**Selection**

--------------------------------------------------

Home Communication The Silent Revolution of Portuguese Industry: Digital, Green and Human
The Silent Revolution of Portuguese Industry: Digital, Green and Human
14 October, 2025

Portuguese industry is living a decisive moment, driven by ecological, digital, and geopolitical transitions that are redefining production paradigms. Today, the question is no longer whether digitalisation and sustainability are necessary, but how — and how fast — companies, clusters, and the innovation ecosystem will implement them.
 

Portugal has talent, world-class R&D centres, and a resilient SME network: the foundations are in place. The real challenge, however, lies in scaling digitalisation and sustainability simultaneously, ensuring both progress in an integrated and strategic way.

Challenges and Opportunities of Industry 5.0

Globally, the most competitive economies are already embracing the dual transition (digital and green), inspired by the European concept of Industry 5.0. This new approach transforms the old logic of Industry 4.0, focused on automation, into a sustainable, human-centred, and purpose-driven industry. Portugal is following this trend but still faces a significant gap in adopting advanced digital and computational technologies, as well as in developing technical skills at the required scale. Digital technologies have ceased to be mere tools: they are now engines of structural transformation, capable of driving productivity, sustainability, and competitiveness at the same time.

Among the main trends shaping this transformation are:

  • Digital–green convergence (dual transition): IoT sensors and digital platforms enable the optimisation of energy consumption, predictive maintenance, and waste reduction, creating synergies between operational efficiency and emissions reduction;
  • Artificial Intelligence and advanced industrial data analytics, which enhance quality control, logistics optimisation, and environmental impact reduction when integrated with lifecycle data;
  • Cyber-physical systems and predictive maintenance, which extend equipment lifespan and enable circular business models such as product-as-a-service;
  • Data platforms, interoperability and cybersecurity, which support collaborative ecosystems and more resilient value chains;
  • Technologies for circularity include digital twins for regenerative design, blockchain for materials traceability, and additive manufacturing for repairability and waste reduction.

--------------------------------------------------

**Extracted entries**
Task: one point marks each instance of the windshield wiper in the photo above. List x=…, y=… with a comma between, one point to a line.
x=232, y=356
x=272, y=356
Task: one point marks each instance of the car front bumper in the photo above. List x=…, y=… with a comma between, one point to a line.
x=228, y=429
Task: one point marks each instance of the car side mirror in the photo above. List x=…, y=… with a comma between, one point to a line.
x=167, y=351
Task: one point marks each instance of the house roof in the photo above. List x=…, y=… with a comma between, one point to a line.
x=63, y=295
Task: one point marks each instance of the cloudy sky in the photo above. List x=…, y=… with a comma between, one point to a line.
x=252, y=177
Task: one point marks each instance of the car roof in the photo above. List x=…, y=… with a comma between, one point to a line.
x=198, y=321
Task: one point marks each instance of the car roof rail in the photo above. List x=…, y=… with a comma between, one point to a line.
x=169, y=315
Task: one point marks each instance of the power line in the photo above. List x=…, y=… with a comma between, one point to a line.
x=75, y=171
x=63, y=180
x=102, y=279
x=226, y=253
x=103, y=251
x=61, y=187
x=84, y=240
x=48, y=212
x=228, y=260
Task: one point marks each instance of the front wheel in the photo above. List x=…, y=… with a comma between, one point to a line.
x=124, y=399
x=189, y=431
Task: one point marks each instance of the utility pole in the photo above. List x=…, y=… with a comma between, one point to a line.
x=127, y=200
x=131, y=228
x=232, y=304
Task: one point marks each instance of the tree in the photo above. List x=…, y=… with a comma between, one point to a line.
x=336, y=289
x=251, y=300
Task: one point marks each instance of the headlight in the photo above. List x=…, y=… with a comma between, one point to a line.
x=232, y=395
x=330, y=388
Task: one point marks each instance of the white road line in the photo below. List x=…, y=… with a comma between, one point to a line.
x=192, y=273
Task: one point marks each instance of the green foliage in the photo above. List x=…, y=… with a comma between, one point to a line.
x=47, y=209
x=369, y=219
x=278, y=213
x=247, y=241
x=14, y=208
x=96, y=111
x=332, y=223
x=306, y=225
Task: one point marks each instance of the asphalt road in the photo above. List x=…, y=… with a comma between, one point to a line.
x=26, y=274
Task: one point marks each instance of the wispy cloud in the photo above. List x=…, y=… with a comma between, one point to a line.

--------------------------------------------------

**Tasks**
1. Answer these questions about the article on Portuguese industry, using only what it states.
(a) Which three transitions does the article say are driving Portuguese industry?
(b) What was the focus of Industry 4.0?
(c) Which technology is listed for materials traceability?
2. Write the next part of the article on Portuguese industry, continuing after its final bullet point.

**Responses for each task**
1.
(a) The ecological, digital, and geopolitical transitions.
(b) Automation.
(c) Blockchain.

2.
Key Actions for Companies

  • Start with pilot projects that deliver economic and environmental return.
  • Transition to circular business models (product-as-a-service);
  • Invest in industrial data platforms and digital governance.
  • Combine public funding, ESG strategies and technology partnerships;
  • Measure impact using energy, carbon and circularity KPIs.

The digital and sustainable transition of Portuguese industry depends mainly on human capital. It is skills that will make the difference and determine a company’s capacity to adapt and innovate.
Key areas include data engineering, AI applied to industry, and cybersecurity, which serves as the backbone of digitalisation. Alongside these, ecodesign and product lifecycle management are increasingly relevant, ensuring sustainability is embedded from conception to end-of-use.

There is also a growing demand for hybrid profiles that combine technical expertise with strong business vision, as well as for leaders with digital literacy and ESG awareness who can guide teams and organisations through the dual transition.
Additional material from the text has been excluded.